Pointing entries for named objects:
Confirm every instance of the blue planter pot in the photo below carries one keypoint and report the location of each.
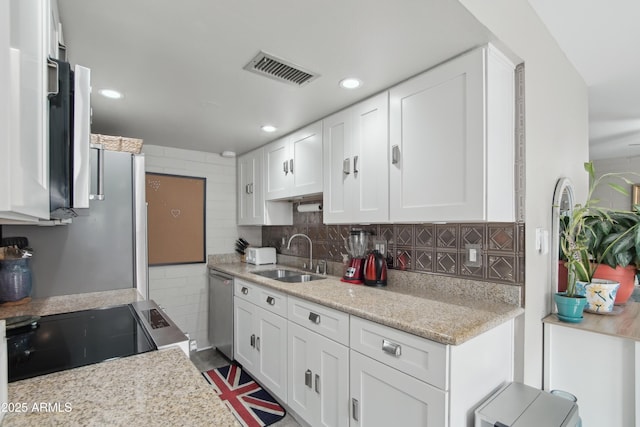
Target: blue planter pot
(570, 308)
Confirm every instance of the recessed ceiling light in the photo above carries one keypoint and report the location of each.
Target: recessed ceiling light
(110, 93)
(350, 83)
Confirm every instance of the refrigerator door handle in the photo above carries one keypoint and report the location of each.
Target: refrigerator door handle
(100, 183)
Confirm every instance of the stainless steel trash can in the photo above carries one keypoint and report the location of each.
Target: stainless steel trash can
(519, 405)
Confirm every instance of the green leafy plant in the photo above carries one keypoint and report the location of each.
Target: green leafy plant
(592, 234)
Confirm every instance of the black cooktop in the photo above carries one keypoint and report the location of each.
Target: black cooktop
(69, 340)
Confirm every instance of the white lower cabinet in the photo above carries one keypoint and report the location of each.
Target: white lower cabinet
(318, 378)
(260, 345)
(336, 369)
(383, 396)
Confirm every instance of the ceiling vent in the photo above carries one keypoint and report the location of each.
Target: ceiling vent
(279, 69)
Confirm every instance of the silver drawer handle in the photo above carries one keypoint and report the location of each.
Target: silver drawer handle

PROBLEM DETAILS → Copy all of the records above word for word, leaving out the picture.

RESULT OF THIS TASK →
Confirm every instance of the blue planter pot in the photo below carries one keypoint and report the location of each.
Target: blue planter pot
(570, 308)
Confirm every instance of the recessed ceiling light in the photo above carries one keypoint and report the location of each.
Target: recessed ceiling light
(110, 93)
(350, 83)
Confirm every instance of the refrigerator door handle in the photo above carries one keypoint and report the location of each.
Target: refrigerator door handle
(100, 183)
Confirm every instance of the stainless steel trash can in the photo above carries one keypoint and report the location of each.
Target: stainless steel trash can
(519, 405)
Confirm every instance of the green leafy plant in the photo above carries one keypoint and report the location of each.
Target: green leafy plant
(592, 234)
Confirm every instance of the black cooktop in the photo above carries one keypoint and report the location of each.
Target: black cooktop
(69, 340)
Confirm every instance of the white lower cabinet in the photo above carries one keypoint and report the location of each.
Target: white lower cabinet
(318, 378)
(260, 345)
(336, 369)
(383, 396)
Confirm every instance of the ceiling vent in the photo above carries one keypoint and report the location of each.
Target: ceiling vent
(279, 69)
Confirm every instance of the silver drawer handle in the photo above carries one keypoint and report the location of each.
Target: silver drawer handle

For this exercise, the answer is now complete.